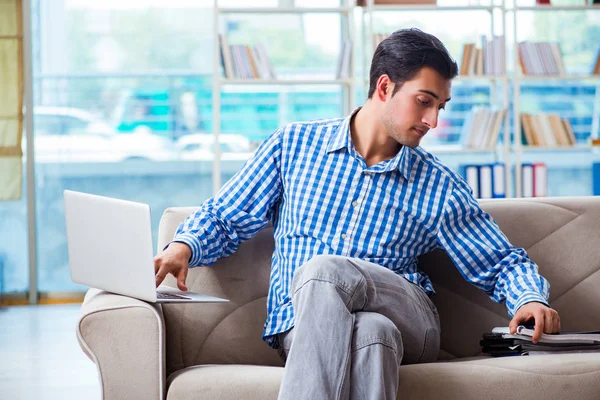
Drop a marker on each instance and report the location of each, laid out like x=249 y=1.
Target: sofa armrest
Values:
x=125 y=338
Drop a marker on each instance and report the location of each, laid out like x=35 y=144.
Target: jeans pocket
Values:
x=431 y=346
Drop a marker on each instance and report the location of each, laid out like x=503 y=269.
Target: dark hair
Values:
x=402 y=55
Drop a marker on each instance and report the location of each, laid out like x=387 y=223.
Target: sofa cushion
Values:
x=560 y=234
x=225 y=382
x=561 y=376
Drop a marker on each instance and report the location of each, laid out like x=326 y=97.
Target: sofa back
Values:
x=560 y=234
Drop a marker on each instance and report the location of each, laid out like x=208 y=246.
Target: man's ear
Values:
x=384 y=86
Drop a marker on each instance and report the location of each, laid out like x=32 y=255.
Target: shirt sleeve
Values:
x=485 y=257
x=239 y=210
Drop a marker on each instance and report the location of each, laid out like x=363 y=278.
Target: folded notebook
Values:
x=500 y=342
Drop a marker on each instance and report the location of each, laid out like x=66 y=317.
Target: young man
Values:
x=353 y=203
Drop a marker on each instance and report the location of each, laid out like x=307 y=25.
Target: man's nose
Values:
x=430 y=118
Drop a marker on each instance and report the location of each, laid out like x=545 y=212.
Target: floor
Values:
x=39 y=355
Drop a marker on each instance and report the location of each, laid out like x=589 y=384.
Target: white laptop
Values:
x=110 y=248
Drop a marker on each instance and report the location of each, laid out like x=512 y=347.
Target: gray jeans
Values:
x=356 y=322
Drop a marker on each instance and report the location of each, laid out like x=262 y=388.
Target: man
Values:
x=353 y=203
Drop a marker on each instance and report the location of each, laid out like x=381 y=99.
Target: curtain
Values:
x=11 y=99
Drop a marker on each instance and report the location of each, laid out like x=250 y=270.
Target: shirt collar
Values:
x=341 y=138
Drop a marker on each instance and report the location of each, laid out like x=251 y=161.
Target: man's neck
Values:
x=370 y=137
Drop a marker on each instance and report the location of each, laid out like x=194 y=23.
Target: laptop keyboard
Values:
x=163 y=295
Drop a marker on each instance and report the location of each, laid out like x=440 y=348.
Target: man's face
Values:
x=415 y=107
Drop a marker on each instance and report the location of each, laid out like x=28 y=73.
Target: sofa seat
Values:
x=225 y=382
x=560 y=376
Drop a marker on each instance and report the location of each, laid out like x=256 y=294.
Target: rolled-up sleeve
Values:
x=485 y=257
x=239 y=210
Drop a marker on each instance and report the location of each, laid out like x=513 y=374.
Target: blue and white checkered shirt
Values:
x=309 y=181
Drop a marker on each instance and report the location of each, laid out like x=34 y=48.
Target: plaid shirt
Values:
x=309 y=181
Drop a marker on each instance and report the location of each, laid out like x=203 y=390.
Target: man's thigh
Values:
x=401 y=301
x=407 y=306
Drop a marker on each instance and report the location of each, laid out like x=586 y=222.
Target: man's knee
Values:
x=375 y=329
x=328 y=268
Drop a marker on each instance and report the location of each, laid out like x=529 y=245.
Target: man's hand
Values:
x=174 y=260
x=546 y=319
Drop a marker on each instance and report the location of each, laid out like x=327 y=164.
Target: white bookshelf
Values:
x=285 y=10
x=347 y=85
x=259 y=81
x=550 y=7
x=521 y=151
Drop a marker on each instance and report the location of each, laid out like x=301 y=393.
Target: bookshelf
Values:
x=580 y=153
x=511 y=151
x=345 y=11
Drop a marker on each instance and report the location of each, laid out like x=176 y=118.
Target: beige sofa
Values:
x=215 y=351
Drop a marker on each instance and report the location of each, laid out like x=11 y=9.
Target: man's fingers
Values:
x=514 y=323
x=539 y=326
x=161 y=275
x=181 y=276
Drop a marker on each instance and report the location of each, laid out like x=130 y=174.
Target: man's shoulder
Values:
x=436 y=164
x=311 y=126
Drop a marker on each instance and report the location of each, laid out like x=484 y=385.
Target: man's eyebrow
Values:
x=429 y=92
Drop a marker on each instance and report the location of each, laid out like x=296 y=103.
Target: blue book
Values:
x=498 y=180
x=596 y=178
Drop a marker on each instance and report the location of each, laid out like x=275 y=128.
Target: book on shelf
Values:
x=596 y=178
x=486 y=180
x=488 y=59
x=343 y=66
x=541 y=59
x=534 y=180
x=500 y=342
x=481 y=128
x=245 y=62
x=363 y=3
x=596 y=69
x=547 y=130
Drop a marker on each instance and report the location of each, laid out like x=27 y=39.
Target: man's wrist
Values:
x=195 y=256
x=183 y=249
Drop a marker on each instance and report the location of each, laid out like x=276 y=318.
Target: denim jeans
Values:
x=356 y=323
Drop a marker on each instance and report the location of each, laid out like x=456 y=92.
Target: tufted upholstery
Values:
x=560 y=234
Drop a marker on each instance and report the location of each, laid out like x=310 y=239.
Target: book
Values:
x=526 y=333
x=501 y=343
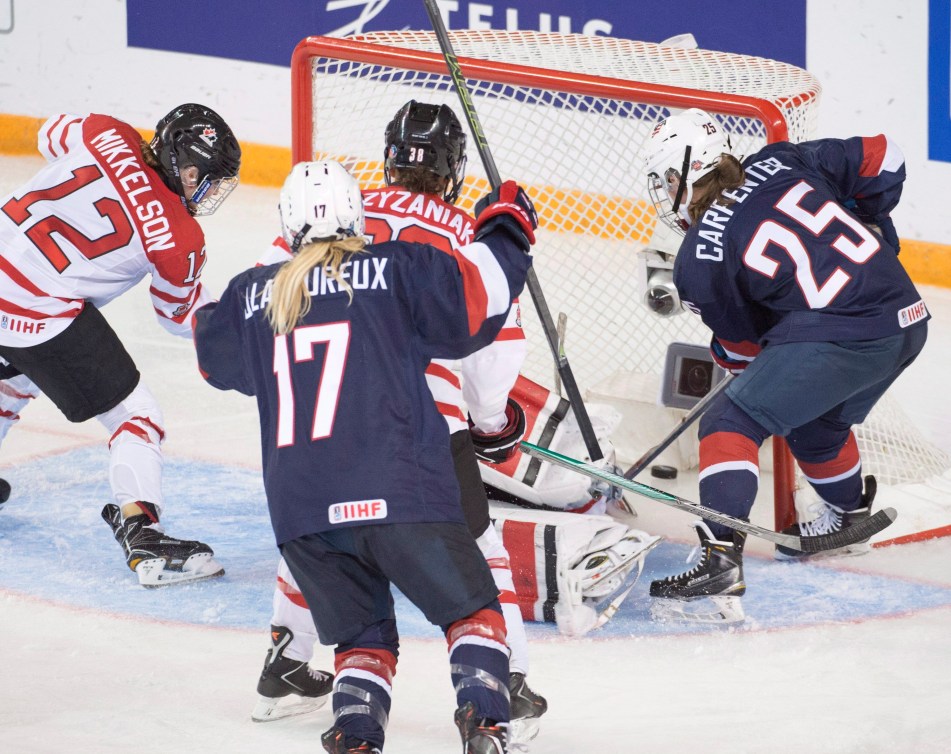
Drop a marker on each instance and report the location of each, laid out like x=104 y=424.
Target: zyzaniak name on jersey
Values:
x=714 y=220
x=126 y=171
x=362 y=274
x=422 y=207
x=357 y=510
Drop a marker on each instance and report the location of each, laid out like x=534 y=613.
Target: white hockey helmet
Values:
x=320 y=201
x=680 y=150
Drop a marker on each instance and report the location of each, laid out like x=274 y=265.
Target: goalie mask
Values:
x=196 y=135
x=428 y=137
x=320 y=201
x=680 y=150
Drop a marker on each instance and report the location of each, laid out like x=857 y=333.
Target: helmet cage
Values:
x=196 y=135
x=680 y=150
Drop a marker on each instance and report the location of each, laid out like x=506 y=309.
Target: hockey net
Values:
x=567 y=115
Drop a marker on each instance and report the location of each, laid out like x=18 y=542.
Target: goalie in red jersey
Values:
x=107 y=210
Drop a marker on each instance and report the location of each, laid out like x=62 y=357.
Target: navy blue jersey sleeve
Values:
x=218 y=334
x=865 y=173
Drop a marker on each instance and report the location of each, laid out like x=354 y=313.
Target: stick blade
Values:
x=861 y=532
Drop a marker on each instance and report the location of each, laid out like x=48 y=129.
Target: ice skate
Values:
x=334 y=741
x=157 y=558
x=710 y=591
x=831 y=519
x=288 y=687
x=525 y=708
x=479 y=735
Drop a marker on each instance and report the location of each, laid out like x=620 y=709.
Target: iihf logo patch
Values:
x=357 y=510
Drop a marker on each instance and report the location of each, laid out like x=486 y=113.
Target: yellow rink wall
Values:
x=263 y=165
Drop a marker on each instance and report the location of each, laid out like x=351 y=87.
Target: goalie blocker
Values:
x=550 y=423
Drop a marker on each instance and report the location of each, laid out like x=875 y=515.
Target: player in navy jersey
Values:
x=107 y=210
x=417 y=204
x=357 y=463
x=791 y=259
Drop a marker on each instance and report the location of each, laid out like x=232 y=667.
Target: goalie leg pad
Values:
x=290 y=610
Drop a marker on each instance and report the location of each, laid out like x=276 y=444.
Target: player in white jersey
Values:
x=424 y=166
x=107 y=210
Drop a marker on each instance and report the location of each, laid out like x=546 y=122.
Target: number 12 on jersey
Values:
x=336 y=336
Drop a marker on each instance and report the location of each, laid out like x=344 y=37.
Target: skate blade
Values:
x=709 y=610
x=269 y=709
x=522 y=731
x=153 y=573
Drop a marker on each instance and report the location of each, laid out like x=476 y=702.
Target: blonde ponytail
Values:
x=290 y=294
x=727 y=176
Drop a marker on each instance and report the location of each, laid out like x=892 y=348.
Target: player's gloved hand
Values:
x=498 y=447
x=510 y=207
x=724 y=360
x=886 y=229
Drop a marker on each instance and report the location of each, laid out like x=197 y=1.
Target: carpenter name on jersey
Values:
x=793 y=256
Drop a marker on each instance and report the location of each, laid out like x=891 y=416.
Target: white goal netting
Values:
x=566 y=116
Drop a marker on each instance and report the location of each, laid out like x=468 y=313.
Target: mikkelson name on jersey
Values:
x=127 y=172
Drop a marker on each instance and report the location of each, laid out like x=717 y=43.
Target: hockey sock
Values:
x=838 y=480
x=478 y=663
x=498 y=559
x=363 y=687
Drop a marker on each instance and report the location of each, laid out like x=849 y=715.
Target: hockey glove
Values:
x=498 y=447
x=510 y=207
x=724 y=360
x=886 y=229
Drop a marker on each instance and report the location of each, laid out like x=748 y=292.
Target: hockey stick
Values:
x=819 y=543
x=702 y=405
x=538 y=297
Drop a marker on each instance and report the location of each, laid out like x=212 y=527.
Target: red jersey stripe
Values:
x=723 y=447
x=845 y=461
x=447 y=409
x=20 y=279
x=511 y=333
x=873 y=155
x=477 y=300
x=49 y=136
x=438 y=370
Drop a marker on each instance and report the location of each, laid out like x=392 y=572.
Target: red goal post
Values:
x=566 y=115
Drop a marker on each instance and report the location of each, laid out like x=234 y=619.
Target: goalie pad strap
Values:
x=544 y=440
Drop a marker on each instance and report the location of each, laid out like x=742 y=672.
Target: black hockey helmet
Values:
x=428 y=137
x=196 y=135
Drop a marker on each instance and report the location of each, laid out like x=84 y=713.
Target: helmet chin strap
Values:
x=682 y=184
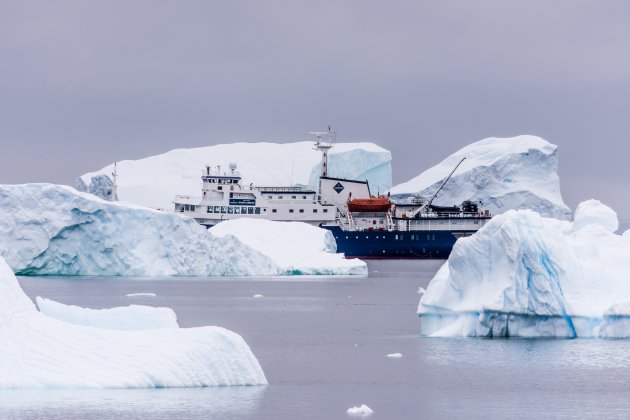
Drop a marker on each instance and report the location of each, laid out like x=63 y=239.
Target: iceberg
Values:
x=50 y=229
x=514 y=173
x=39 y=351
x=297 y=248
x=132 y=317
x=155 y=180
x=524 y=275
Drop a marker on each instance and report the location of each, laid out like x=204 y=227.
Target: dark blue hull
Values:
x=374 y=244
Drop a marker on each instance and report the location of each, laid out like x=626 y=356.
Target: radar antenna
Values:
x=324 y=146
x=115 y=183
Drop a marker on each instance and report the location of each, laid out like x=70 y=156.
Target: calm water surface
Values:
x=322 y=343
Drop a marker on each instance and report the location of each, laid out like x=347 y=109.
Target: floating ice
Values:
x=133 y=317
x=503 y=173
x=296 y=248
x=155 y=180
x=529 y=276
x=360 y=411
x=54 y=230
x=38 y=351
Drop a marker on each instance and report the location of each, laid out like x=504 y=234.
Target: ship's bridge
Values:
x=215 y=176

━━━━━━━━━━━━━━━━━━━━

> Your instructions
Write out the lines of the listing from the one with "Target: iceberg" to the very end, inclusive, exactly as they appear and with nothing added.

> Result of the task
Target: iceberg
Values:
x=50 y=229
x=514 y=173
x=39 y=351
x=297 y=248
x=132 y=317
x=155 y=180
x=524 y=275
Drop a marker on each instance and report the location of each, laid out like x=204 y=227.
Target: dark blue hull
Values:
x=374 y=244
Drop a marker on each instance and report the location of each, laid out like x=626 y=356.
Target: radar antenna
Values:
x=324 y=146
x=115 y=183
Drop a marker on each instance and report the location of each, laid out like x=70 y=156.
Target: calm water surface
Values:
x=322 y=343
Drop a marker on each instance and report the location of each, laid out like x=347 y=109.
Target: floating ice
Values:
x=133 y=317
x=503 y=173
x=296 y=248
x=155 y=180
x=529 y=276
x=360 y=411
x=54 y=230
x=38 y=351
Drop a marker on each instance and report the location of each, laid out like x=504 y=234.
Target: ship's bridge
Values:
x=215 y=176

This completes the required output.